### [Exercise prompt]
Rewrite every line of the records below as a JSON list of strings, with one string per line and blank lines omitted.

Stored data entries
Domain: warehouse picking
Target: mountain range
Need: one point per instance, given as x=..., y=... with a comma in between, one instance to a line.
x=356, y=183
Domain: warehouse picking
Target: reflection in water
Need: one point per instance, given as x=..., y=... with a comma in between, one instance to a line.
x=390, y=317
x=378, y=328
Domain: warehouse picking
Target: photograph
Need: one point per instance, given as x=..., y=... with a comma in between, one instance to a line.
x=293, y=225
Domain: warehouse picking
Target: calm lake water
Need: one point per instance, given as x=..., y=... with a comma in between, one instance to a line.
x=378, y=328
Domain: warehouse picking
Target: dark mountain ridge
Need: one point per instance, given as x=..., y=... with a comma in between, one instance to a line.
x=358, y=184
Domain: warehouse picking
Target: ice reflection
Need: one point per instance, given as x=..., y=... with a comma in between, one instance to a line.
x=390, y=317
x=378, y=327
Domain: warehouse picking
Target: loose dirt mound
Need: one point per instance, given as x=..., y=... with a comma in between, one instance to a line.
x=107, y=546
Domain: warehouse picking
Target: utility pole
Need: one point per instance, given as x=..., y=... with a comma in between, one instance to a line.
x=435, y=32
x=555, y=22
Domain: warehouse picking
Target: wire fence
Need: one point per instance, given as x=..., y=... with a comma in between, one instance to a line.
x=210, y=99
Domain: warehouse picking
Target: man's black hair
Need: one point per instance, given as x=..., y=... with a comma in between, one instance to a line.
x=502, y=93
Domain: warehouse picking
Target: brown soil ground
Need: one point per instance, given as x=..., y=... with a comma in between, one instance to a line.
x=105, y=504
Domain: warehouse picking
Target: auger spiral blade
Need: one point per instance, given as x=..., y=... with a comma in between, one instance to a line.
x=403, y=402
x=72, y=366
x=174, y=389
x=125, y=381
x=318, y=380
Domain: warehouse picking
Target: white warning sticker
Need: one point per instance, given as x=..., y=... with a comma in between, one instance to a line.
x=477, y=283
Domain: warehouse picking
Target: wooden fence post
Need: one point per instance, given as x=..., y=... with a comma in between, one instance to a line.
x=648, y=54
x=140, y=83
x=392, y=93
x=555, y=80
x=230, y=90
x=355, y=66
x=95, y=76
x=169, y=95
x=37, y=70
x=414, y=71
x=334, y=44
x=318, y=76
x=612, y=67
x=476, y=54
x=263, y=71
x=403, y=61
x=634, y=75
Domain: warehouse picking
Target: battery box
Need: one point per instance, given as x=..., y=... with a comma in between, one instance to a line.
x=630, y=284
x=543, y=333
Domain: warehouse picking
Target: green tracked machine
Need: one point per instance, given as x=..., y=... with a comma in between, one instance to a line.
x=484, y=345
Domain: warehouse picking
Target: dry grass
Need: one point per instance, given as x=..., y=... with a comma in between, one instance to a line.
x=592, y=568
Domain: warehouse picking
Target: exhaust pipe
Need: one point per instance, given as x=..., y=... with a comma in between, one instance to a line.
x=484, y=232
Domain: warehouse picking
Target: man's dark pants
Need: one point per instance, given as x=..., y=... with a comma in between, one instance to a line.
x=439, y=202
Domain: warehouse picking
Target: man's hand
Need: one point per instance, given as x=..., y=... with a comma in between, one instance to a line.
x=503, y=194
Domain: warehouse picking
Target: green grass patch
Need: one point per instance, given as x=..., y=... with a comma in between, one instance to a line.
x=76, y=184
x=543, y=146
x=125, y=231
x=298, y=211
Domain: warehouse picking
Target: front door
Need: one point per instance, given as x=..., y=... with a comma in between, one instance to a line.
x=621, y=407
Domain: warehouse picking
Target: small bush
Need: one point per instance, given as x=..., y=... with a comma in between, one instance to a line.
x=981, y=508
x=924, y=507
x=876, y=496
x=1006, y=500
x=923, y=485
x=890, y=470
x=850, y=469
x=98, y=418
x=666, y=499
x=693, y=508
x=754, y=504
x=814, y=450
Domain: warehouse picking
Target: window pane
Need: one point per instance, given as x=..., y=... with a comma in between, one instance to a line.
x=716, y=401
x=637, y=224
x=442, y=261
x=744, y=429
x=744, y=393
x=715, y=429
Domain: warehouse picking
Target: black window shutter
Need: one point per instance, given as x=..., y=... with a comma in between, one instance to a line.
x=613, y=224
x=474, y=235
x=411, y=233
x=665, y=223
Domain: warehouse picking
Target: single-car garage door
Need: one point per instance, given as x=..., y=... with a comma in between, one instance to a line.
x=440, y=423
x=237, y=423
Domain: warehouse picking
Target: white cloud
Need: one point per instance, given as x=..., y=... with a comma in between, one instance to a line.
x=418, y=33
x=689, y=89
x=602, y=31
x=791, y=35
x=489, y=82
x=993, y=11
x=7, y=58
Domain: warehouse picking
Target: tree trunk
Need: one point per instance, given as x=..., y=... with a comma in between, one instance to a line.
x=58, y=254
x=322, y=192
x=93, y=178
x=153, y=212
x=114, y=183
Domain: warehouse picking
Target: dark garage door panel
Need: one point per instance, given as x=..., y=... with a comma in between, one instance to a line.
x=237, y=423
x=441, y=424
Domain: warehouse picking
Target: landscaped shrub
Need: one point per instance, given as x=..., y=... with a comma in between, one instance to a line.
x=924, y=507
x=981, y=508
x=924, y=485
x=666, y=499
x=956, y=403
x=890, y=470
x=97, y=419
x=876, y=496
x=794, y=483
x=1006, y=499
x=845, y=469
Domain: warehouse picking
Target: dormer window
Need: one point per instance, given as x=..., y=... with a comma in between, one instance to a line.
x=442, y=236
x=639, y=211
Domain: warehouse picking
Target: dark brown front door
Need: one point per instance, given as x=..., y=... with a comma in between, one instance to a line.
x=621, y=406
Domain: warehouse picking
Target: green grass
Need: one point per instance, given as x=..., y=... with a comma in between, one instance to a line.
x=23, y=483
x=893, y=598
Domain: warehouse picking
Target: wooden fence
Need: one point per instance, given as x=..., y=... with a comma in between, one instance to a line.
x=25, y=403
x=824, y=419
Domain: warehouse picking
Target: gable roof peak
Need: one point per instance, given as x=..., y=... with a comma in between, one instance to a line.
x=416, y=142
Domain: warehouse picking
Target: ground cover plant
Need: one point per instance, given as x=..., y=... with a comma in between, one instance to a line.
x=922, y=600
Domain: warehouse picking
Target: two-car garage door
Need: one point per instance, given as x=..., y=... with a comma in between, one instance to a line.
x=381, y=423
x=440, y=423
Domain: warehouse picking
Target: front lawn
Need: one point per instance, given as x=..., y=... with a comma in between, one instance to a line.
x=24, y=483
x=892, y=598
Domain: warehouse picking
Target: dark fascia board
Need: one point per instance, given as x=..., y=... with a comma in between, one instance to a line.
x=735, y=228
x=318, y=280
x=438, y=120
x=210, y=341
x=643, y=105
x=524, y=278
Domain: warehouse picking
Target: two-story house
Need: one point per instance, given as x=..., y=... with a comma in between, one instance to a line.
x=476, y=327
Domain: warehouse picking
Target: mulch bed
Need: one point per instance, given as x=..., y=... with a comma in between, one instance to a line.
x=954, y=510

### [Complete answer]
[
  "Domain: warehouse picking",
  "Target: mountain range",
  "Need: one point per instance, given as x=..., y=... with a comma in between, one instance to a line.",
  "x=356, y=183",
  "Domain: warehouse picking",
  "Target: reflection in water",
  "Need: one point per instance, given as x=..., y=... with a comma in between, one instance to a line.",
  "x=390, y=317",
  "x=378, y=328",
  "Domain: warehouse picking",
  "Target: photograph",
  "Need: one point per instance, given as x=..., y=... with a comma in between, one instance to a line.",
  "x=293, y=225",
  "Domain: warehouse picking",
  "Target: calm lake water",
  "Need: one point per instance, given as x=..., y=... with a comma in between, one instance to a line.",
  "x=378, y=328",
  "Domain: warehouse picking",
  "Target: dark mountain ridge",
  "Need: one point per instance, given as x=..., y=... with a comma in between, one instance to a line.",
  "x=358, y=184",
  "Domain: warehouse picking",
  "Target: ice reflection",
  "Need: one point per instance, given as x=..., y=... with a comma in between, one instance to a line.",
  "x=390, y=317",
  "x=378, y=327",
  "Domain: warehouse picking",
  "Target: loose dirt mound",
  "Need: one point per instance, given as x=..., y=... with a comma in between, one instance to a line.",
  "x=107, y=546",
  "Domain: warehouse picking",
  "Target: utility pole",
  "Need: one point per instance, given as x=..., y=... with a comma in between, one instance to a line.",
  "x=435, y=32",
  "x=555, y=22",
  "Domain: warehouse picking",
  "Target: wire fence",
  "Need: one point per instance, given as x=..., y=... with a comma in between, one instance to a line.",
  "x=210, y=99",
  "Domain: warehouse picking",
  "Target: man's black hair",
  "Need: one point per instance, given as x=..., y=... with a comma in between, one instance to a line.",
  "x=502, y=93",
  "Domain: warehouse picking",
  "Target: brown soil ground",
  "Need: one point per instance, given as x=..., y=... with a comma in between, one instance to a line.",
  "x=105, y=504",
  "Domain: warehouse picking",
  "Target: auger spiral blade",
  "Need: one point per instance, given as x=..., y=... with a comma in between, one instance to a line.",
  "x=403, y=402",
  "x=72, y=366",
  "x=174, y=389",
  "x=125, y=381",
  "x=318, y=380",
  "Domain: warehouse picking",
  "Target: white warning sticker",
  "Need: one point per instance, given as x=..., y=... with a comma in between, one instance to a line.",
  "x=477, y=283",
  "Domain: warehouse picking",
  "Target: wooden fence post",
  "Need: one point per instance, given as x=..., y=... with a comma in between, one instance to a line.",
  "x=648, y=54",
  "x=140, y=83",
  "x=392, y=93",
  "x=555, y=80",
  "x=230, y=90",
  "x=355, y=66",
  "x=95, y=76",
  "x=169, y=95",
  "x=37, y=70",
  "x=414, y=71",
  "x=334, y=44",
  "x=318, y=76",
  "x=612, y=67",
  "x=476, y=54",
  "x=263, y=71",
  "x=403, y=61",
  "x=634, y=75",
  "Domain: warehouse picking",
  "Target: battery box",
  "Need: one point per instance, given as x=..., y=... with a comma in between, one instance to a line.",
  "x=630, y=284",
  "x=543, y=333",
  "Domain: warehouse picking",
  "Target: green tracked machine",
  "Need: one point per instance, given as x=..., y=... with a comma in between, one instance to a line.",
  "x=484, y=345",
  "Domain: warehouse picking",
  "Target: dry grass",
  "Need: one point per instance, given as x=..., y=... with a comma in between, one instance to a line.",
  "x=592, y=568",
  "Domain: warehouse picking",
  "Target: exhaust pipe",
  "Need: one point per instance, given as x=..., y=... with a comma in between, one instance to a line.",
  "x=484, y=232",
  "Domain: warehouse picking",
  "Target: man's dark pants",
  "Need: one point per instance, given as x=..., y=... with a comma in between, one instance to a line.",
  "x=439, y=202",
  "Domain: warehouse picking",
  "Target: man's hand",
  "Need: one point per instance, given as x=..., y=... with a comma in between, one instance to a line.",
  "x=503, y=194",
  "Domain: warehouse picking",
  "Target: green grass patch",
  "Need: one point per instance, given as x=..., y=... with a comma in between, one instance to a line.",
  "x=76, y=184",
  "x=543, y=146",
  "x=125, y=231",
  "x=298, y=211",
  "Domain: warehouse picking",
  "Target: front door",
  "Need: one point per instance, given as x=..., y=... with a comma in between, one instance to a line.",
  "x=621, y=407",
  "Domain: warehouse picking",
  "Target: small bush",
  "Need: one point per instance, given as x=..., y=... with a comma in between, one instance to a line.",
  "x=981, y=508",
  "x=924, y=507",
  "x=876, y=496",
  "x=1006, y=500",
  "x=923, y=485",
  "x=890, y=470",
  "x=850, y=469",
  "x=98, y=418",
  "x=666, y=499",
  "x=693, y=508",
  "x=754, y=504",
  "x=814, y=450",
  "Domain: warehouse picking",
  "Target: window pane",
  "Need: one point per instance, given as x=..., y=... with a comma in between, one instance to a line.",
  "x=716, y=401",
  "x=637, y=224",
  "x=442, y=261",
  "x=744, y=429",
  "x=744, y=393",
  "x=715, y=429",
  "Domain: warehouse picking",
  "Target: black window shutter",
  "Need: one point per instance, given as x=..., y=... with a comma in between, one instance to a line.",
  "x=613, y=224",
  "x=474, y=235",
  "x=411, y=233",
  "x=665, y=223",
  "Domain: warehouse picking",
  "Target: single-car garage door",
  "Need: one point per instance, given as x=..., y=... with a comma in between, one instance to a line.",
  "x=440, y=423",
  "x=237, y=423",
  "Domain: warehouse picking",
  "Target: white cloud",
  "Need: one point per instance, given as x=..., y=... with a comma in between, one instance to a line.",
  "x=418, y=33",
  "x=689, y=89",
  "x=602, y=31",
  "x=791, y=35",
  "x=489, y=82",
  "x=993, y=11",
  "x=7, y=58",
  "Domain: warehouse picking",
  "Target: tree trunk",
  "Need: one point per instance, given as x=..., y=... with a comma in between, one instance to a line.",
  "x=58, y=254",
  "x=322, y=192",
  "x=93, y=178",
  "x=153, y=212",
  "x=114, y=183",
  "Domain: warehouse picking",
  "Target: dark garage door panel",
  "Need: one point per instance, given as x=..., y=... with a comma in between, one instance to a line.",
  "x=237, y=423",
  "x=441, y=424",
  "Domain: warehouse picking",
  "Target: landscaped shrub",
  "Need: one point per instance, given as x=..., y=... with a comma in between, one instance to a line.",
  "x=924, y=507",
  "x=981, y=508",
  "x=924, y=485",
  "x=666, y=499",
  "x=956, y=403",
  "x=890, y=470",
  "x=97, y=419",
  "x=876, y=496",
  "x=794, y=483",
  "x=1006, y=499",
  "x=845, y=469",
  "Domain: warehouse picking",
  "Target: dormer window",
  "Need: one point per instance, given as x=..., y=... with a comma in between, one instance to a line.",
  "x=442, y=236",
  "x=639, y=211",
  "Domain: warehouse picking",
  "Target: dark brown front door",
  "Need: one point per instance, given as x=..., y=... with a comma in between, one instance to a line.",
  "x=621, y=406",
  "Domain: warehouse picking",
  "Target: green grass",
  "Need: one point per instance, given as x=..., y=... with a comma in between, one instance to a line.",
  "x=23, y=483",
  "x=893, y=598",
  "Domain: warehouse picking",
  "Target: wooden fence",
  "Need: one point per instance, given as x=..., y=... with a comma in between, one instance to a line.",
  "x=25, y=403",
  "x=824, y=419",
  "Domain: warehouse picking",
  "Target: gable roof peak",
  "Need: one point per instance, given as x=..., y=... with a comma in between, one instance to a line.",
  "x=416, y=142",
  "Domain: warehouse picking",
  "Target: ground cover plant",
  "Need: one point per instance, given as x=..., y=... with a comma in between, one instance to a line.",
  "x=922, y=600",
  "Domain: warehouse picking",
  "Target: two-car garage door",
  "Need: one point per instance, given as x=..., y=... with a comma in between, one instance to a line.",
  "x=381, y=423",
  "x=440, y=423",
  "Domain: warehouse picking",
  "Target: front lawn",
  "Need: one point per instance, given as x=..., y=... with a comma in between, one instance to a line.",
  "x=24, y=483",
  "x=892, y=598",
  "Domain: warehouse picking",
  "Target: dark fascia board",
  "Need: one point per instance, given as x=..., y=... with a comma in between, one instance to a line.",
  "x=735, y=228",
  "x=318, y=280",
  "x=438, y=120",
  "x=210, y=341",
  "x=643, y=105",
  "x=524, y=278",
  "Domain: warehouse picking",
  "Target: two-story house",
  "Need: one point per instance, given as x=..., y=... with a comma in between, one instance to a line.",
  "x=476, y=327",
  "Domain: warehouse picking",
  "Target: mulch bed",
  "Need: one point per instance, given as x=..., y=... with a comma in between, one instance to a line.",
  "x=954, y=510"
]